_Written problem_
Transcribe all of the material exactly.

** begin Extracted data **

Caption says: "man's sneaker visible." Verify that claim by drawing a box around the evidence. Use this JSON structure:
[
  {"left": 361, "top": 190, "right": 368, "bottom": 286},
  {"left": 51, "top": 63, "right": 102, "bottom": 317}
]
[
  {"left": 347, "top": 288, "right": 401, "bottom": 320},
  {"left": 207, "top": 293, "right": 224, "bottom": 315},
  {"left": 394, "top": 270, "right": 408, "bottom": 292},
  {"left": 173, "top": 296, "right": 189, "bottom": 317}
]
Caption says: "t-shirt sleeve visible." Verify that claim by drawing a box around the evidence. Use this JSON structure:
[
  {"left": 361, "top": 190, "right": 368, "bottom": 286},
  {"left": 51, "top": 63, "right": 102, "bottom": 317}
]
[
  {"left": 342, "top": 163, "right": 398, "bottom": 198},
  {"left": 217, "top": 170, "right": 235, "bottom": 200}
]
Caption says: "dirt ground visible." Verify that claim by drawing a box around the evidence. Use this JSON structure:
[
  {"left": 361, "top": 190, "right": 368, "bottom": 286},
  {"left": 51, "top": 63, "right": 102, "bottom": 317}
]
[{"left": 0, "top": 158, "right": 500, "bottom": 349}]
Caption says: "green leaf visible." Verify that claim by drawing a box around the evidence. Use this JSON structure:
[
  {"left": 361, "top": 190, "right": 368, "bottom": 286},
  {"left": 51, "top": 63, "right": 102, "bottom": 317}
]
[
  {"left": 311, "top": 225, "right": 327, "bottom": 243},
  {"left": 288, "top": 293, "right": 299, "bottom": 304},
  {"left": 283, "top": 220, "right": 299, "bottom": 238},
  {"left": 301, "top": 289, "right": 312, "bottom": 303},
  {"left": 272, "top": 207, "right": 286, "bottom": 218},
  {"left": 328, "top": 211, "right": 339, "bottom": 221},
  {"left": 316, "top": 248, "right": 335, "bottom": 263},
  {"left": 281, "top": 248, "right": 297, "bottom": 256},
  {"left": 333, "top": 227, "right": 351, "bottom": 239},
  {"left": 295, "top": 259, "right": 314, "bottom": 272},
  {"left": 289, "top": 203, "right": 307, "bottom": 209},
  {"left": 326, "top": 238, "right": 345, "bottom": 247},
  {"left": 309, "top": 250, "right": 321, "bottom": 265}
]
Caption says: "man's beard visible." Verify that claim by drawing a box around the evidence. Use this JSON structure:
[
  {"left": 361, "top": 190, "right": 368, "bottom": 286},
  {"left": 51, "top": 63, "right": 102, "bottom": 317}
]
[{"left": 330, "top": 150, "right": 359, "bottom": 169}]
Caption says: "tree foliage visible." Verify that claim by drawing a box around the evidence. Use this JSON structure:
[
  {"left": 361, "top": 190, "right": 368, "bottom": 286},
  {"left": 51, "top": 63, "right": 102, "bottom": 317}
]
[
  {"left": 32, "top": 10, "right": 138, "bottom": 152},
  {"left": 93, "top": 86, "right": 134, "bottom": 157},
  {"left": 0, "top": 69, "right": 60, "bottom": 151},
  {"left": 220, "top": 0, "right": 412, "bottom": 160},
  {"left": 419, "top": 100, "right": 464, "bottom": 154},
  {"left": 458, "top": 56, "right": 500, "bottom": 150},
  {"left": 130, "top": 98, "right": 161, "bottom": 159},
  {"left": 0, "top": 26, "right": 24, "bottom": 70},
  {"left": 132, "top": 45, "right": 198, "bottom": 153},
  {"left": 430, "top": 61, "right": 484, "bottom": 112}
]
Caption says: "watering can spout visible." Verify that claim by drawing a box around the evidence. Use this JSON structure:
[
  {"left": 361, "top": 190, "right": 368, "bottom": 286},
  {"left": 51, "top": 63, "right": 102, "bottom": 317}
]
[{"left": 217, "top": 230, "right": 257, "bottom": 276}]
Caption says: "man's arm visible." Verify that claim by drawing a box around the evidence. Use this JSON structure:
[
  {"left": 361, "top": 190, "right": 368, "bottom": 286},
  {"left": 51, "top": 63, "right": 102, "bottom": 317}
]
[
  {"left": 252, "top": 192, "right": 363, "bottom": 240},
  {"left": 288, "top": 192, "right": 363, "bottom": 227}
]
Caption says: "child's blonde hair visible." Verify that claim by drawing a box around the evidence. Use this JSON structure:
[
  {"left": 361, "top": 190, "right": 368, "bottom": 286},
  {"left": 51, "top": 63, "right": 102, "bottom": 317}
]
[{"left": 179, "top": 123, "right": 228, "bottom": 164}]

** end Extracted data **

_Response_
Caption says: "man's sneaker visible." Verify that claim by drawing a box around the evidence. Use this JSON structure:
[
  {"left": 361, "top": 190, "right": 368, "bottom": 286},
  {"left": 51, "top": 63, "right": 102, "bottom": 317}
]
[
  {"left": 347, "top": 288, "right": 401, "bottom": 320},
  {"left": 207, "top": 293, "right": 224, "bottom": 315},
  {"left": 394, "top": 270, "right": 408, "bottom": 292},
  {"left": 173, "top": 296, "right": 189, "bottom": 317}
]
Caption says: "t-shirt sleeve visible." Verify that claim by drawing a box around the evidence. Use this JSON structure:
[
  {"left": 361, "top": 190, "right": 368, "bottom": 286},
  {"left": 51, "top": 63, "right": 102, "bottom": 317}
]
[
  {"left": 342, "top": 163, "right": 398, "bottom": 198},
  {"left": 217, "top": 170, "right": 235, "bottom": 200}
]
Caption says: "dirt ground visible." Verify that claim by drawing a box around the evidence. Use this JSON structure:
[
  {"left": 361, "top": 190, "right": 368, "bottom": 286},
  {"left": 51, "top": 63, "right": 102, "bottom": 317}
]
[{"left": 0, "top": 158, "right": 500, "bottom": 349}]
Caption says: "green leaf visible." Verify that claim by drawing a box around the evidence. Use this JSON structure:
[
  {"left": 361, "top": 190, "right": 368, "bottom": 286},
  {"left": 51, "top": 63, "right": 102, "bottom": 317}
]
[
  {"left": 311, "top": 225, "right": 327, "bottom": 243},
  {"left": 288, "top": 293, "right": 299, "bottom": 304},
  {"left": 283, "top": 220, "right": 299, "bottom": 238},
  {"left": 301, "top": 289, "right": 312, "bottom": 303},
  {"left": 272, "top": 207, "right": 286, "bottom": 218},
  {"left": 328, "top": 211, "right": 339, "bottom": 221},
  {"left": 316, "top": 248, "right": 335, "bottom": 263},
  {"left": 281, "top": 248, "right": 297, "bottom": 256},
  {"left": 333, "top": 227, "right": 351, "bottom": 239},
  {"left": 295, "top": 259, "right": 314, "bottom": 272},
  {"left": 289, "top": 203, "right": 307, "bottom": 209},
  {"left": 326, "top": 238, "right": 345, "bottom": 247},
  {"left": 309, "top": 250, "right": 321, "bottom": 265}
]
Caption says: "man's beard visible." Verify that claim by drawing a box around the evidence. Use this JSON structure:
[
  {"left": 361, "top": 190, "right": 368, "bottom": 286},
  {"left": 51, "top": 63, "right": 102, "bottom": 317}
]
[{"left": 330, "top": 150, "right": 359, "bottom": 169}]
Caption says: "tree foliage visible." Verify that claim by drawing a box around the evidence. Use this JSON structure:
[
  {"left": 361, "top": 190, "right": 368, "bottom": 286},
  {"left": 51, "top": 63, "right": 102, "bottom": 317}
]
[
  {"left": 32, "top": 10, "right": 138, "bottom": 152},
  {"left": 93, "top": 86, "right": 134, "bottom": 157},
  {"left": 0, "top": 69, "right": 60, "bottom": 151},
  {"left": 220, "top": 0, "right": 412, "bottom": 160},
  {"left": 419, "top": 100, "right": 464, "bottom": 154},
  {"left": 458, "top": 56, "right": 500, "bottom": 150},
  {"left": 130, "top": 98, "right": 161, "bottom": 159},
  {"left": 0, "top": 26, "right": 24, "bottom": 70},
  {"left": 132, "top": 45, "right": 198, "bottom": 153},
  {"left": 430, "top": 61, "right": 484, "bottom": 112}
]
Caption says: "watering can spout visible." Verify that claim by drawing a box around the evidence. Use this JSON structure:
[
  {"left": 361, "top": 190, "right": 368, "bottom": 286},
  {"left": 51, "top": 63, "right": 102, "bottom": 317}
]
[{"left": 217, "top": 230, "right": 257, "bottom": 276}]
Caption says: "man's arm visible." Verify that claim by drawing a box around the evidence. Use this JSON structure:
[
  {"left": 361, "top": 190, "right": 368, "bottom": 286},
  {"left": 51, "top": 63, "right": 102, "bottom": 317}
]
[
  {"left": 252, "top": 192, "right": 363, "bottom": 240},
  {"left": 288, "top": 192, "right": 363, "bottom": 227}
]
Caption says: "child's blonde hair visible." Verify that claim by drawing a box around the evidence. Use this JSON structure:
[
  {"left": 361, "top": 190, "right": 368, "bottom": 286},
  {"left": 51, "top": 63, "right": 102, "bottom": 317}
]
[{"left": 179, "top": 123, "right": 228, "bottom": 164}]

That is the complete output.